TASK DATA:
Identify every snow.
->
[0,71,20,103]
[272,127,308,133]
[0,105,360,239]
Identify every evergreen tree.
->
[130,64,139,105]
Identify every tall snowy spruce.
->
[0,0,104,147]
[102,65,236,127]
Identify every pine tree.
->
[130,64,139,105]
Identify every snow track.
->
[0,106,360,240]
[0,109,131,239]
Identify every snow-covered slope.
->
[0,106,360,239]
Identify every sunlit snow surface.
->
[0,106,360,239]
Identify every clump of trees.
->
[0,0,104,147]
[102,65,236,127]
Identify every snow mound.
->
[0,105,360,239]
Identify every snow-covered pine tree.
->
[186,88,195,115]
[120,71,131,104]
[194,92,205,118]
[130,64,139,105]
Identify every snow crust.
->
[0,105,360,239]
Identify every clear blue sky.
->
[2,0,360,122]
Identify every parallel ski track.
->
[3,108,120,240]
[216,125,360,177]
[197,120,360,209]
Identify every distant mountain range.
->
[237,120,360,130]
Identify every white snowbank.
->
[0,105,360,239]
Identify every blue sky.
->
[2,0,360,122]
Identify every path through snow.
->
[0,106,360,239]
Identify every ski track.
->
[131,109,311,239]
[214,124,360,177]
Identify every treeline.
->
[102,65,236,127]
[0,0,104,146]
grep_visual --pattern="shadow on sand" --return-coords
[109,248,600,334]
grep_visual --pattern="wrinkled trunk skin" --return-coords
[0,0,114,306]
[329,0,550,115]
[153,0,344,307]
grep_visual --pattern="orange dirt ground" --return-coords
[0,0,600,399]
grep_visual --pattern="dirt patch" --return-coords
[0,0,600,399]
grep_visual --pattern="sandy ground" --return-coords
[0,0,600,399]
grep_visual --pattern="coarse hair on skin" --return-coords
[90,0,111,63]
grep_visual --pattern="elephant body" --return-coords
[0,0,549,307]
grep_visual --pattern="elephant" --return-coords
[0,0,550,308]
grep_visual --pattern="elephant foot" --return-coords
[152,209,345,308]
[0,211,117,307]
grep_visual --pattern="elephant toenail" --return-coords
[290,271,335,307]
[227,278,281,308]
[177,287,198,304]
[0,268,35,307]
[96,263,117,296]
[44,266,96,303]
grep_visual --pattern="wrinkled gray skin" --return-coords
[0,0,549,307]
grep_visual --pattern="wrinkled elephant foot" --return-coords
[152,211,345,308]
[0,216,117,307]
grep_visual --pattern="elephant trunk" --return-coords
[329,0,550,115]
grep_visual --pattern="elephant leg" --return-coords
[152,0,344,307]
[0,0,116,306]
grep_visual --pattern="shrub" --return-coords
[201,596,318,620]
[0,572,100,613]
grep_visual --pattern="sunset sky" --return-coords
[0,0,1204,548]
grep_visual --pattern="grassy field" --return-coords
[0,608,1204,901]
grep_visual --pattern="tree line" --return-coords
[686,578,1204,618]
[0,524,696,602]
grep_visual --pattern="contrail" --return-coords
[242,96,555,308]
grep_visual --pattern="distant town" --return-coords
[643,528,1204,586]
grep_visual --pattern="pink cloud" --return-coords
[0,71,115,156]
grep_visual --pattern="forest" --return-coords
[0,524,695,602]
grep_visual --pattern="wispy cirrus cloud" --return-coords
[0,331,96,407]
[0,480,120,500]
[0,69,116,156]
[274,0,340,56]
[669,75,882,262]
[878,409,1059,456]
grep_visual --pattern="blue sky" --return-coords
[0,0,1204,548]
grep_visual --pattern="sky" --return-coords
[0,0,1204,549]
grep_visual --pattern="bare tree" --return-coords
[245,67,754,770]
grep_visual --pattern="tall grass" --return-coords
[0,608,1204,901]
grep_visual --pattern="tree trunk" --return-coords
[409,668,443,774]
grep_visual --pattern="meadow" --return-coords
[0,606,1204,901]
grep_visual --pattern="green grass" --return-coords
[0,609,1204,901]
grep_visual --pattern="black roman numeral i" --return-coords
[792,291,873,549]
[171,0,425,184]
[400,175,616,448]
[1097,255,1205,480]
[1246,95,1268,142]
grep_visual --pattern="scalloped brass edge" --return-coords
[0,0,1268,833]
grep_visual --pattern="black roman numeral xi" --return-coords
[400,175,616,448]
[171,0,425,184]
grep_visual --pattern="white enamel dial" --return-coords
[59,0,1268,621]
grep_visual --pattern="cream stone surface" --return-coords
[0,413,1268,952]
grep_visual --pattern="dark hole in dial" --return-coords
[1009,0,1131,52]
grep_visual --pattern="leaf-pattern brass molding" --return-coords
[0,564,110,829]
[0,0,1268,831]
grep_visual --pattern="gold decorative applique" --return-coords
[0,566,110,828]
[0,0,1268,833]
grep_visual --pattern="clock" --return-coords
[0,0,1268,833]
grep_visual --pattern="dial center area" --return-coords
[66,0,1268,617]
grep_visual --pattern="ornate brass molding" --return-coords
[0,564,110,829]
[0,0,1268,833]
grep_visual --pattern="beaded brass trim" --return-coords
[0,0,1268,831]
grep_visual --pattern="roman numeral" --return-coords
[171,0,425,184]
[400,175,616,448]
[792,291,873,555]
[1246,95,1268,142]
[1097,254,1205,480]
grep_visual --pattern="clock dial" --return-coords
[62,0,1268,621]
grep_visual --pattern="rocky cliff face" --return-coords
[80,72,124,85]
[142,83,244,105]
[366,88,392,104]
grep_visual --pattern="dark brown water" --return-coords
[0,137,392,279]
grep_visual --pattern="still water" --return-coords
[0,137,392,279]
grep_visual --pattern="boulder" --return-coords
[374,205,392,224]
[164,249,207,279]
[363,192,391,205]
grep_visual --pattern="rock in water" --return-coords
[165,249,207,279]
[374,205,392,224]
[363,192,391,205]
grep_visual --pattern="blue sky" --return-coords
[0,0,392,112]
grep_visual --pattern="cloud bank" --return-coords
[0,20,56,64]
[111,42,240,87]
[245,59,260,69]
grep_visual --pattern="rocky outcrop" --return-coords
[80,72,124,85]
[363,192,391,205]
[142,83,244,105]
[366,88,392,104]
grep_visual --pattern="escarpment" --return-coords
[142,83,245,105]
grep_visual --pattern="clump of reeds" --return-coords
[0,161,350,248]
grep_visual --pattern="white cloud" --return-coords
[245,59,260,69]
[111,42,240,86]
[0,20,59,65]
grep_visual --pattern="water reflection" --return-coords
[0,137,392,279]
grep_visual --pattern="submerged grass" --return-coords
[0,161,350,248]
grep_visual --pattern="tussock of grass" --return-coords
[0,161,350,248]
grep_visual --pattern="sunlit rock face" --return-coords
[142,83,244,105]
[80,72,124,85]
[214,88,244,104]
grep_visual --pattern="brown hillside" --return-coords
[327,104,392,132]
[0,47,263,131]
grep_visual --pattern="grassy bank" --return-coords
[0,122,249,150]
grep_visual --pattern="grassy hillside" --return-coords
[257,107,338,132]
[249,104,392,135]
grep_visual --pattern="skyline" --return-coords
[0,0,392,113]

PROMPT:
Please gather every line in the records above that contains the word "dark" and copy each one in full.

SOLUTION FOR THIS EXERCISE:
grep_visual --pattern="dark hole in dial" --return-coords
grep_visual --pattern="dark brown water" --return-coords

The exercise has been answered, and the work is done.